====== AVAILABLE RECORDS
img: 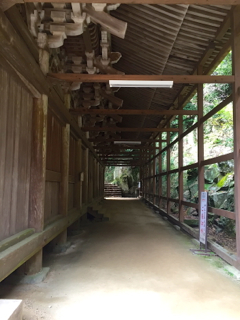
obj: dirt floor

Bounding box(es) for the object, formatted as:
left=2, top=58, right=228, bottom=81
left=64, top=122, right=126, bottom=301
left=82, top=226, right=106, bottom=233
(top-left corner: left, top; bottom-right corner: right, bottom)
left=0, top=198, right=240, bottom=320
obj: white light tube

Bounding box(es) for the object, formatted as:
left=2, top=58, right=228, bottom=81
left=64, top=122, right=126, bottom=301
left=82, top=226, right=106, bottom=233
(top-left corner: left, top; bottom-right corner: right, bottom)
left=109, top=80, right=173, bottom=88
left=113, top=141, right=141, bottom=144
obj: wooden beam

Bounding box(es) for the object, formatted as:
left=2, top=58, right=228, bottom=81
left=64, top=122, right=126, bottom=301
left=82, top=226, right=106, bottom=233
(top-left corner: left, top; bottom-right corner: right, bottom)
left=0, top=204, right=100, bottom=281
left=48, top=73, right=234, bottom=84
left=93, top=145, right=159, bottom=150
left=81, top=127, right=178, bottom=132
left=197, top=67, right=204, bottom=222
left=100, top=89, right=123, bottom=108
left=70, top=108, right=198, bottom=116
left=28, top=95, right=48, bottom=232
left=0, top=10, right=97, bottom=162
left=88, top=137, right=167, bottom=144
left=12, top=0, right=240, bottom=5
left=232, top=6, right=240, bottom=268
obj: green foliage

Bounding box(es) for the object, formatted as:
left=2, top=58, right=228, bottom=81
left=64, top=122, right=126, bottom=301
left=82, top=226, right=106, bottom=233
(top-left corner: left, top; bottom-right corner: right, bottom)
left=105, top=166, right=115, bottom=183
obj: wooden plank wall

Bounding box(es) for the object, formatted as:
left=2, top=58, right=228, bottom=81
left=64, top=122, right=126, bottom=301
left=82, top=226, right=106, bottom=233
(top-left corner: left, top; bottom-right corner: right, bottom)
left=0, top=66, right=33, bottom=240
left=44, top=110, right=62, bottom=224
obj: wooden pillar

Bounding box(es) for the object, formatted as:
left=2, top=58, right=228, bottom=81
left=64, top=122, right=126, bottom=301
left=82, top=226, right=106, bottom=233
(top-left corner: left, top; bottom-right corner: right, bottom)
left=167, top=132, right=171, bottom=214
left=96, top=160, right=100, bottom=197
left=178, top=115, right=184, bottom=222
left=158, top=133, right=162, bottom=209
left=60, top=124, right=70, bottom=216
left=83, top=148, right=89, bottom=204
left=152, top=147, right=156, bottom=205
left=197, top=68, right=204, bottom=221
left=74, top=140, right=82, bottom=209
left=26, top=35, right=49, bottom=275
left=29, top=95, right=48, bottom=232
left=231, top=6, right=240, bottom=268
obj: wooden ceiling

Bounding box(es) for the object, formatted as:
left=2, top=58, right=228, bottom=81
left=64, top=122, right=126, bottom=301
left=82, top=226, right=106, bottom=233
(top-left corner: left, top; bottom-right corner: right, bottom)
left=10, top=1, right=232, bottom=163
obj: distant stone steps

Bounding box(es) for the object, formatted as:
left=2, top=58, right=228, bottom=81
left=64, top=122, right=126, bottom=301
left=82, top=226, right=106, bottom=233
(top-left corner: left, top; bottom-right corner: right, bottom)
left=104, top=183, right=122, bottom=198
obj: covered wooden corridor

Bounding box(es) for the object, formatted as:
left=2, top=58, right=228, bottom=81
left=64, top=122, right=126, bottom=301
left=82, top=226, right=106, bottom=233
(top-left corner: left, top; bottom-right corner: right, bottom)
left=0, top=0, right=240, bottom=319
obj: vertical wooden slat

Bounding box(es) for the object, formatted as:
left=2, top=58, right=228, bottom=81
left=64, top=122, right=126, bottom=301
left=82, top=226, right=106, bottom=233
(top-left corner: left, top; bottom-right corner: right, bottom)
left=167, top=132, right=171, bottom=214
left=60, top=124, right=70, bottom=215
left=29, top=95, right=48, bottom=232
left=2, top=69, right=14, bottom=238
left=152, top=148, right=156, bottom=205
left=0, top=69, right=9, bottom=240
left=74, top=140, right=82, bottom=208
left=84, top=149, right=90, bottom=203
left=231, top=6, right=240, bottom=268
left=10, top=81, right=21, bottom=234
left=158, top=133, right=162, bottom=208
left=197, top=68, right=204, bottom=221
left=178, top=115, right=184, bottom=222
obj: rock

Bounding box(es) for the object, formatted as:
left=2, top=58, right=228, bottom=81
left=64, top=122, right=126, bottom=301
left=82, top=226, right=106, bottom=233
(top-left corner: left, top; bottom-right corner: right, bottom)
left=209, top=191, right=228, bottom=208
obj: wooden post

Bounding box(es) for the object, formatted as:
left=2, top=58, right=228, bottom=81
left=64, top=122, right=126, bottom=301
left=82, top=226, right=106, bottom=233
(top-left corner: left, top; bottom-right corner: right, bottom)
left=158, top=133, right=162, bottom=209
left=60, top=94, right=70, bottom=216
left=152, top=148, right=156, bottom=205
left=197, top=68, right=204, bottom=224
left=25, top=36, right=49, bottom=275
left=60, top=124, right=70, bottom=216
left=167, top=132, right=171, bottom=214
left=29, top=95, right=48, bottom=232
left=231, top=6, right=240, bottom=268
left=178, top=116, right=184, bottom=222
left=74, top=140, right=82, bottom=209
left=83, top=148, right=89, bottom=204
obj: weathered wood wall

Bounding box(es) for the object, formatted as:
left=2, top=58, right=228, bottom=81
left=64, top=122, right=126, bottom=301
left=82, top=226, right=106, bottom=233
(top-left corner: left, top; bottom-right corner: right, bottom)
left=0, top=10, right=103, bottom=281
left=68, top=135, right=77, bottom=210
left=44, top=110, right=62, bottom=224
left=0, top=66, right=33, bottom=240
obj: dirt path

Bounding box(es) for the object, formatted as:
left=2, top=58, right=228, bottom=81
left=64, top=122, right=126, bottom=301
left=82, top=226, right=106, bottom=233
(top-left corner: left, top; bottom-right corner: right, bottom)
left=0, top=199, right=240, bottom=320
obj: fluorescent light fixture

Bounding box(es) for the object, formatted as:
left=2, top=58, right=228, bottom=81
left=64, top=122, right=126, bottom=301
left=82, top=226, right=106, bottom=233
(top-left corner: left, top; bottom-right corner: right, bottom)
left=114, top=141, right=141, bottom=144
left=109, top=80, right=173, bottom=88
============
--- WHAT IS ASKED ---
Edit all of the records above so that each "top-left corner" becomes "upper-left corner", keeping every other character unchanged. Leave the pictures out of your output.

--- CORRECT RESULT ---
img: 
obj: dirt floor

Bounding box(es) for the object, formatted as:
left=2, top=58, right=228, bottom=81
left=64, top=122, right=126, bottom=301
left=82, top=226, right=106, bottom=233
(upper-left corner: left, top; bottom-right corner: right, bottom)
left=0, top=198, right=240, bottom=320
obj: white light tube

Bounding box(es) for the object, formatted as:
left=2, top=58, right=228, bottom=81
left=64, top=122, right=126, bottom=301
left=82, top=226, right=106, bottom=233
(upper-left corner: left, top; bottom-right corner: right, bottom)
left=109, top=80, right=173, bottom=88
left=113, top=141, right=141, bottom=144
obj: wooden beam

Bounding box(es) for the object, formatted as:
left=2, top=58, right=228, bottom=81
left=64, top=122, right=126, bottom=301
left=82, top=226, right=106, bottom=233
(upper-left corner: left, top; bottom-right corner: right, bottom)
left=0, top=204, right=100, bottom=281
left=48, top=73, right=234, bottom=84
left=93, top=145, right=159, bottom=150
left=81, top=127, right=178, bottom=132
left=197, top=67, right=204, bottom=222
left=100, top=89, right=123, bottom=108
left=70, top=108, right=198, bottom=116
left=28, top=95, right=48, bottom=232
left=0, top=10, right=97, bottom=162
left=88, top=137, right=167, bottom=144
left=12, top=0, right=240, bottom=5
left=232, top=6, right=240, bottom=268
obj: green foliage

Bounding box(es) for the object, formatted as:
left=2, top=58, right=228, bottom=81
left=64, top=122, right=126, bottom=301
left=82, top=226, right=106, bottom=233
(upper-left corner: left, top; bottom-right corner: right, bottom)
left=105, top=166, right=115, bottom=183
obj: wooden plank wall

Bounding box(es) for the object, formatted as:
left=2, top=58, right=228, bottom=81
left=64, top=122, right=126, bottom=301
left=82, top=226, right=106, bottom=233
(upper-left corner: left, top; bottom-right corner: right, bottom)
left=0, top=66, right=33, bottom=240
left=44, top=110, right=62, bottom=224
obj: wooden pillar

Bounding box(es) for the object, formatted as:
left=2, top=58, right=228, bottom=81
left=64, top=122, right=126, bottom=301
left=82, top=226, right=106, bottom=233
(upper-left corner: left, top; bottom-right corner: right, bottom)
left=167, top=132, right=171, bottom=214
left=96, top=160, right=100, bottom=197
left=178, top=115, right=184, bottom=222
left=158, top=133, right=162, bottom=209
left=60, top=124, right=70, bottom=216
left=83, top=148, right=89, bottom=204
left=152, top=147, right=156, bottom=205
left=197, top=68, right=204, bottom=221
left=74, top=140, right=82, bottom=209
left=26, top=35, right=49, bottom=275
left=29, top=95, right=48, bottom=232
left=231, top=6, right=240, bottom=268
obj: wooden ceiling

Bounding box(es) for the object, formatted as:
left=2, top=58, right=228, bottom=81
left=64, top=122, right=126, bottom=301
left=82, top=226, right=106, bottom=233
(upper-left corner: left, top; bottom-right corner: right, bottom)
left=10, top=1, right=232, bottom=163
obj: distant stone steps

Bounding box(es) for the object, formatted as:
left=2, top=58, right=228, bottom=81
left=64, top=122, right=126, bottom=301
left=82, top=226, right=106, bottom=233
(upper-left corner: left, top; bottom-right corner: right, bottom)
left=104, top=183, right=122, bottom=198
obj: covered wooden corridor

Bounding box(es) for the object, formatted as:
left=2, top=58, right=228, bottom=81
left=64, top=122, right=126, bottom=301
left=82, top=226, right=106, bottom=233
(upper-left corner: left, top; bottom-right corner: right, bottom)
left=0, top=0, right=240, bottom=319
obj: vertical wooden slat

Bounding box(es) for the object, formatted as:
left=2, top=58, right=228, bottom=81
left=64, top=122, right=126, bottom=301
left=82, top=226, right=106, bottom=233
(upper-left corner: left, top; bottom-right corner: right, bottom)
left=167, top=132, right=171, bottom=214
left=60, top=124, right=70, bottom=215
left=29, top=95, right=48, bottom=232
left=2, top=69, right=14, bottom=238
left=152, top=148, right=156, bottom=205
left=0, top=69, right=9, bottom=240
left=74, top=140, right=82, bottom=208
left=84, top=149, right=90, bottom=203
left=231, top=6, right=240, bottom=268
left=10, top=81, right=21, bottom=234
left=158, top=133, right=162, bottom=208
left=197, top=68, right=204, bottom=221
left=178, top=115, right=184, bottom=222
obj: rock

Bounding box(es) for the object, formatted as:
left=2, top=58, right=228, bottom=81
left=64, top=122, right=126, bottom=301
left=82, top=226, right=106, bottom=233
(upper-left corner: left, top; bottom-right corner: right, bottom)
left=209, top=191, right=228, bottom=208
obj: wooden post

Bounding box(es) for the object, formatted as:
left=2, top=58, right=228, bottom=81
left=64, top=122, right=126, bottom=301
left=82, top=226, right=106, bottom=233
(upper-left corner: left, top; bottom-right corner: right, bottom)
left=158, top=133, right=162, bottom=209
left=60, top=94, right=70, bottom=216
left=152, top=148, right=156, bottom=205
left=197, top=68, right=204, bottom=224
left=25, top=36, right=49, bottom=275
left=60, top=124, right=70, bottom=216
left=167, top=132, right=171, bottom=214
left=29, top=95, right=48, bottom=232
left=231, top=6, right=240, bottom=268
left=178, top=116, right=184, bottom=222
left=74, top=140, right=82, bottom=209
left=83, top=148, right=89, bottom=204
obj: weathered wood wall

Bounding box(es) for the object, formatted as:
left=2, top=58, right=228, bottom=81
left=64, top=122, right=126, bottom=301
left=82, top=226, right=106, bottom=233
(upper-left corner: left, top; bottom-right corner: right, bottom)
left=0, top=10, right=103, bottom=281
left=68, top=135, right=77, bottom=210
left=44, top=110, right=62, bottom=224
left=0, top=66, right=33, bottom=240
obj: dirt path

Bounding box(es) for the object, formatted as:
left=2, top=58, right=228, bottom=81
left=64, top=122, right=126, bottom=301
left=82, top=226, right=106, bottom=233
(upper-left corner: left, top; bottom-right corner: right, bottom)
left=0, top=199, right=240, bottom=320
obj: fluorescent light fixture

Bounding box(es) for the object, formatted as:
left=2, top=58, right=228, bottom=81
left=64, top=122, right=126, bottom=301
left=82, top=226, right=106, bottom=233
(upper-left corner: left, top; bottom-right corner: right, bottom)
left=114, top=141, right=141, bottom=144
left=109, top=80, right=173, bottom=88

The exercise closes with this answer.